**SUPPLIED TEXT**.
------------------------------------------------------------------------

- Born: Mark Durden-Smith 1 October 1968 (age 57) Westminster, London, England
- Occupation: Television presenter
- Years active: 1993–present
- Spouse: Rachel Morse (m. 2004)
- Children: 3
- Parents: Neil Durden-Smith (father); Judith Chalmers (mother);

= Mark Durden-Smith =

English TV presenter (born 1968)

Mark Durden-Smith (born 1 October 1968) is an English television presenter best known for presenting ITV shows such as I'm a Celebrity...Get Me Out of Here! NOW! and This Morning Summer, Sky 1 shows such as The Match and Double or Nothing, and 5's rugby union coverage.

==Early life==
Durden-Smith was educated at Radley College. He then studied at Durham University, where he graduated with a degree in Anthropology in 1991. At Durham he made one appearance as a full-back for the rugby team first XV and was a squad member for the 1991 tour to Zimbabwe.

==Career==
After university Durden-Smith worked from 1993 to 1996 as a researcher for Clive Anderson Talks Back. He began his presenting career at the now-defunct London station Channel One, before moving on to front the rugby coverage at Sky Sports in August 1997.

He was one of the original presenters of Channel 4 breakfast show RI:SE, launched in April 2002 as a successor to The Big Breakfast, but was dismissed at the start of the following year as part of an ultimately failed revamp.

------------------------------------------------------------------------

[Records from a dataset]
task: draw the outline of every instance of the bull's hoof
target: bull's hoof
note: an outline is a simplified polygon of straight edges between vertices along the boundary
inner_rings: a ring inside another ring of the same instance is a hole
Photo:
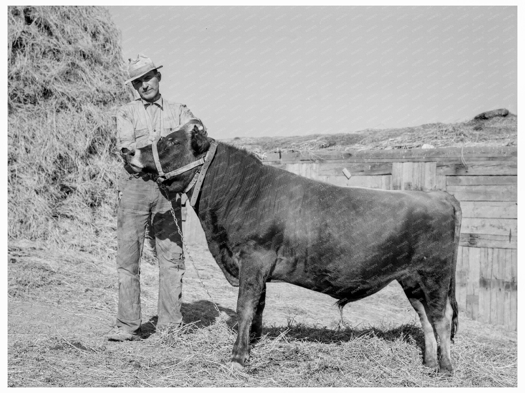
[[[437,367],[437,359],[430,359],[430,360],[425,361],[423,363],[423,366],[428,368],[435,368]]]
[[[244,362],[243,362],[244,363]],[[241,364],[239,362],[235,360],[231,360],[226,363],[226,365],[228,367],[232,367],[234,370],[239,370],[239,371],[244,369],[244,365]]]

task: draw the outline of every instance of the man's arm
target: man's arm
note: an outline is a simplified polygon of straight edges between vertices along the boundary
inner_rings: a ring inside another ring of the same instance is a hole
[[[135,150],[136,147],[135,129],[133,123],[129,118],[127,112],[121,109],[117,115],[117,149],[125,161],[122,149]]]

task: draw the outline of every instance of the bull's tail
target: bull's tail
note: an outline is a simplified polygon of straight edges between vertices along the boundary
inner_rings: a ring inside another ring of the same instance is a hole
[[[459,202],[454,196],[450,202],[454,212],[455,226],[454,228],[454,251],[450,266],[450,283],[448,287],[448,300],[452,307],[452,323],[450,325],[450,341],[454,342],[454,335],[458,331],[458,303],[456,301],[456,264],[457,261],[458,250],[459,248],[459,233],[461,231],[461,212]]]

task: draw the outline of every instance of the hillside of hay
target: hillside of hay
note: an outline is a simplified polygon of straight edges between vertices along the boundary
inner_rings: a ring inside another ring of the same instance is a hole
[[[97,7],[7,19],[9,238],[89,247],[114,229],[114,115],[133,97],[120,32]]]
[[[302,136],[236,137],[224,141],[259,153],[317,150],[410,149],[424,144],[435,147],[511,146],[518,144],[518,116],[509,113],[489,119],[417,127],[367,129],[355,133]]]

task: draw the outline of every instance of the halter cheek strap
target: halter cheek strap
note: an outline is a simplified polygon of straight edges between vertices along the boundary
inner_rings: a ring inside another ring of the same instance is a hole
[[[195,189],[192,194],[191,200],[190,201],[190,204],[193,208],[197,202],[197,198],[198,197],[199,193],[201,192],[201,187],[202,185],[203,182],[204,181],[204,177],[206,176],[206,172],[208,171],[208,168],[209,168],[209,165],[212,163],[213,157],[215,157],[215,151],[217,150],[217,142],[215,140],[209,138],[211,139],[211,141],[209,148],[208,149],[208,151],[206,152],[205,157],[201,157],[197,161],[194,161],[187,165],[185,165],[182,168],[180,168],[178,169],[175,169],[174,171],[165,173],[162,170],[162,167],[161,165],[160,160],[159,159],[159,151],[157,150],[157,143],[162,139],[163,138],[156,138],[151,145],[151,150],[153,154],[153,160],[155,161],[155,166],[157,167],[157,171],[159,172],[159,177],[157,178],[157,182],[159,183],[162,183],[164,180],[172,178],[174,176],[176,176],[177,174],[187,172],[195,167],[198,167],[200,165],[203,166],[200,170],[197,170],[195,172],[192,181],[186,188],[184,189],[184,191],[183,191],[184,193],[186,193],[191,190],[192,187],[195,187]]]
[[[187,165],[185,165],[182,168],[180,168],[178,169],[175,169],[174,171],[172,171],[171,172],[168,172],[167,173],[165,173],[164,171],[162,170],[162,166],[161,165],[160,160],[159,159],[159,150],[157,150],[157,143],[161,139],[163,139],[163,138],[156,138],[153,143],[151,144],[151,151],[153,154],[153,161],[155,162],[155,166],[157,167],[157,171],[159,172],[159,177],[157,179],[157,181],[159,183],[162,183],[164,180],[170,179],[174,176],[176,176],[177,174],[180,174],[181,173],[183,173],[185,172],[187,172],[190,169],[193,169],[195,167],[198,167],[200,165],[202,165],[204,163],[205,159],[204,157],[201,157],[197,161],[194,161],[193,162],[190,162]],[[206,156],[207,157],[207,156]]]

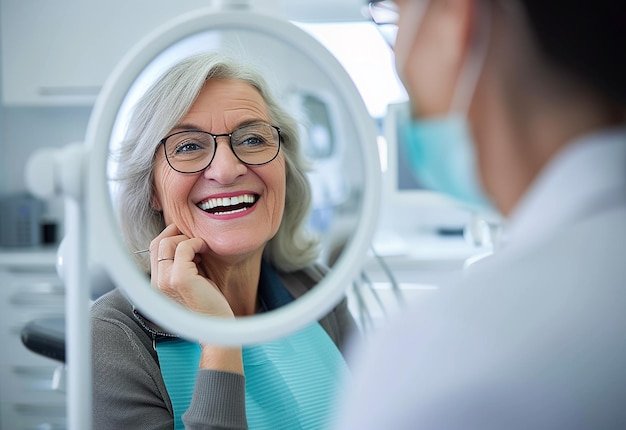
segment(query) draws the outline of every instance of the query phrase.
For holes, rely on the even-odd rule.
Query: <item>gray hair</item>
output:
[[[317,239],[306,223],[311,209],[307,161],[300,148],[298,124],[277,102],[258,71],[220,53],[204,53],[173,66],[141,97],[134,108],[119,151],[117,211],[122,233],[131,251],[148,248],[164,228],[163,214],[155,210],[153,168],[160,140],[189,111],[204,83],[234,79],[256,88],[267,104],[270,119],[281,130],[281,151],[286,163],[285,210],[276,235],[268,242],[264,258],[283,271],[313,263],[319,252]],[[148,273],[150,261],[138,255]]]

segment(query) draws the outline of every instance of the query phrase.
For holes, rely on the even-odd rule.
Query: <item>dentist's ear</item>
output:
[[[152,199],[150,200],[150,206],[152,206],[152,209],[154,209],[157,212],[163,211],[163,207],[161,206],[161,202],[159,201],[159,198],[156,196],[155,191],[152,192]]]

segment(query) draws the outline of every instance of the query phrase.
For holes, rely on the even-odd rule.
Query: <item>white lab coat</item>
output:
[[[573,142],[500,251],[353,361],[340,430],[626,428],[626,129]]]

------------------------------------------------------------------------

**PROBLEM A**.
In what subject did Durden-Smith earn his degree at Durham University, according to the biography?
**PROBLEM B**.
Please gather every line of the records that contains the string "tail".

**EXPECTED ANSWER A**.
Anthropology

**EXPECTED ANSWER B**.
task: draw the outline of every instance of the bull's tail
target: bull's tail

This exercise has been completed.